= What is expected =
Resume the speech on factionalism and groupings in the Party, writing on from its final sentence.

All the accusations of factionalism are unfounded. We have no factionalism, but there is an upwards movement inside the Party and Kamenev might have been convinced of this at meetings and should have come to the conclusion that such arguments are irrelevant. In the Rogozh-Simonov District, Zinoviev maintained that this was not a movement but that only a little seam in Moscow was beginning to stir, while over in Petrograd and throughout Russia everything was calm. You are too good diplomats simply to ignore directives. For over in Petrograd you have apparatus men who go to district committees and say: ‘The province has already considered that question.’ Under the pretext of factionalism the apparatus suppresses any thought, begins to stifle any awakening of thought and throws out those whom it finds undesirable. But Kamenev says: ‘If you go beyond the cell that is factionalism and we have a resolution against factionalism.’ So then everything must remain in the old way. We declare that nothing must stay the old way. We can see a turn in the Party which has decided in the most determined way to leave its dead point and revive itself with all its energy. We can see a movement of the whole Party and a movement of all the organizations which want to realize their internal fights. That is why it would be laughable to demand guarantees. The Party must not demand any guarantees, but point out the mistakes made by the Central Committee, which consist in that up to now it has attempted to hold back the development of the Party and not give scope to collective creativity and collective thought or worked to realize these guarantees by the most democratic means, by means of inner-Party workers’ democracy. We have to invigorate our Party apparatus by means of elections from the top to bottom. (Applause .)

Preobrazhensky’s speech

Sapronov’s bitter attack on bureaucratism in the Party provoked a sharp debate. Preohrazhensky took up the triumvirate’s allegation that the Opposition was encouraging illegal ”groupings” in the Party.

COMRADES, Comrade Kamenev in his report dwelt primarily on the question of groupings and therefore I wish to use my brief time for this question alone. I consider that as the party has run up against this question it must express its opinion quite unequivocally because until we come to an agreement over this problem we cannot leave it and pass on to other, non-constitutional questions which are more important and more crucial.

I think that Comrade Kamenev permitted a major incorrectness in his formulation of the question and just as incorrectly presented the history of the origin of this question. Therefore although this is not a meeting of Istpart , I must still make a few corrections. To the essential question of whether we permit groupings let me answer: be so good as to define from the outset, what are groupings? If you do not give a definition but quote the resolution of the Tenth Congress which was carried in a situation about which I shall say a few words later on and which requires amplification, modification and adaptation to our new conditions; if you simply quote it or, as Comrade Zelensky proposed at one cell, adhere to what was adopted in 1921 that does not solve the newly-arisen problems that confront the party in this sphere and to which we must expect quite a different answer.

(Entries from a point-annotation set)
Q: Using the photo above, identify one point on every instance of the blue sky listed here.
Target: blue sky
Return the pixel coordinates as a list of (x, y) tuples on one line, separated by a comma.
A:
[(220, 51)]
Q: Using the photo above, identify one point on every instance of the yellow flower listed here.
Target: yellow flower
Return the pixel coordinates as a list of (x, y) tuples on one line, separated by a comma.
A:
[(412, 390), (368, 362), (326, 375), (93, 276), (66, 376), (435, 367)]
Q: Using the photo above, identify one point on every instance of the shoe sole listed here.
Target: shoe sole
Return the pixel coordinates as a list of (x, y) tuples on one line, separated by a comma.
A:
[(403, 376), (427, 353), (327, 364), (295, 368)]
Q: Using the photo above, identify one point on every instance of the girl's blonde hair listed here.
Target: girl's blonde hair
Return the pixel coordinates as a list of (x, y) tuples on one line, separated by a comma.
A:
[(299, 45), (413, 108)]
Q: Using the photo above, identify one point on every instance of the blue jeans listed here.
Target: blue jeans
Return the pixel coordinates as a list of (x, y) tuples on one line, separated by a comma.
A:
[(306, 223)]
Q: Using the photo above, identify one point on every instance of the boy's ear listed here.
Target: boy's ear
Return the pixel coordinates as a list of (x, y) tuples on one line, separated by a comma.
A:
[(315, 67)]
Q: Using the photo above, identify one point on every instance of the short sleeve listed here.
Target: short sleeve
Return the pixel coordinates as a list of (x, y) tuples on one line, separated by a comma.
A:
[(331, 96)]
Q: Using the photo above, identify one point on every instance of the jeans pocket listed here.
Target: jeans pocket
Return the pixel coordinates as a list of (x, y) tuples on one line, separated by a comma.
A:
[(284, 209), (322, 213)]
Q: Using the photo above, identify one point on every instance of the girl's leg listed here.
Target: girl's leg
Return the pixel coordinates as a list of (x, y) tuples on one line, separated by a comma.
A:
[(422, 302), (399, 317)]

= Answer for this exercise =
It would be absurd and dangerous for the Party if, on the question of groupings, we were to answer with a bald reference to the resolution of the Tenth Congress or completely forget the history of the Party since the time of the Tenth Party Congress. The first groupings in the ruling party which represented the embryoes of a party of an alien class deep down in our party had to be excised by us as soon as we had established their social nature. We had to take the most severe measures against them. But ideological groupings form themselves in the party in order to persuade the party that the measures they propose on the economy, finance, inner-Party building and so on are more correct and more appropriate than those proposed by its official majority represented by its Central Committee—or any other grouping—so who can say that such groupings are impermissible? Why are groupings impermissible which are preparing for the Congress and want to convince the majority of the party on this or that question—a procedure which is fully allowed for by our Statutes? We did not depart from this even in the worst days of the Civil War or if we did begin to depart from this then it could only have been in violation of the party Statutes.

We have certain groups which originated from the special conditions in which the comrades work, either conditions which bring them into close contact with the masses at the moment when the change in the party’s course is due, or else thanks to their greater far-sightedness, sensitivity and so on, they can formulate the necessary alterations sooner than the official part of our party can. This is a manifestation of the inner work of the party’s collective thought which is necessary to the party. So that if now in the name of eliminating various factional groupings as groupings of another class within our party, a prohibition is placed on criticism and you are scared by the fact that these groups of critics will create a danger of disintegration in the party then we will have to defend the Politburo’s resolution from some members of the Politburo.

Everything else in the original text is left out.